◆ INSTRUCTIONS FOR THE TASK:
Extend the passage on electrophoretic separation and capillary electrophoresis, beginning right after its final sentence.

Electrophoretic separation methods are based on the different rates of migration of the individual components of a test sample in a carrier medium when an electric field is applied. A very widely used method is capillary electrophoresis in which a carrier medium and a sample to be tested are transported in a capillary system which comprises a capillary separating path between the ends of which the electric field is applied. The transport of the carrier medium in the capillary system and the injection of the sample to be tested into the carrier medium can be carried out with the aid of pumps and valves or using electric fields which are suitably applied in various portions of the capillary system. The individual components of the sample injected into the carrier medium migrate at different rates in the electric field of the separating path, with the result that the sample is separated. The individual components can be determined with the aid of a detector connected to the capillary separating path. For the simultaneous analysis of different samples there have also been proposed separating arrangements having several parallel capillaries (Anal. Chem. 1992, 64, 967-972).

Records from a dataset

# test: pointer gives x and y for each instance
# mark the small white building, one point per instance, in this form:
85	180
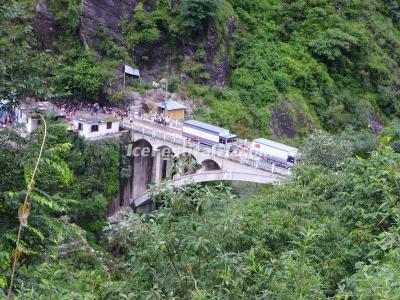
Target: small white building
26	114
95	126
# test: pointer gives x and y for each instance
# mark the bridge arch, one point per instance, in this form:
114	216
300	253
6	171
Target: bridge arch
142	163
188	163
208	177
210	165
167	157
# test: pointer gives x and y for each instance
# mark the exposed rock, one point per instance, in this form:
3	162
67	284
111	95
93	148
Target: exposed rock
217	62
106	13
154	59
287	119
44	25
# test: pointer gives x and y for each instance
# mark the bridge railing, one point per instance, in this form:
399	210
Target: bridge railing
214	151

◆ REPLY:
In DNA sequencing, for example, gel-filled capillaries are used as the separating path. In that separating method the carrier medium, i.e. the gel, is not transported; instead only the sample injected into the gel migrates in the applied electric field. A typical separating performance (which is also referred to as the theoretical separating step number) of an electrophoretic separating system using such gel-filled capillaries is, for example, about 250 peaks in a period of 30 minutes.
U.S. Pat. No. 4,908,112 proposes the miniaturisation of branched capillary systems including the separating path. The capillary system is arranged on a semi-conductor chip. The transport of the carrier medium and the injection of the sample to be separated are effected with the aid of electric fields that can be switched between individual path portions of the capillary system. The dimensions of the channel system are very small but the field strengths that can be achieved are very high. Consequently only very small amounts of carrier medium and very small sample volumes are required. In addition, the separating method can be carried out very quickly at the high voltages applied, which are typically about 30 kV.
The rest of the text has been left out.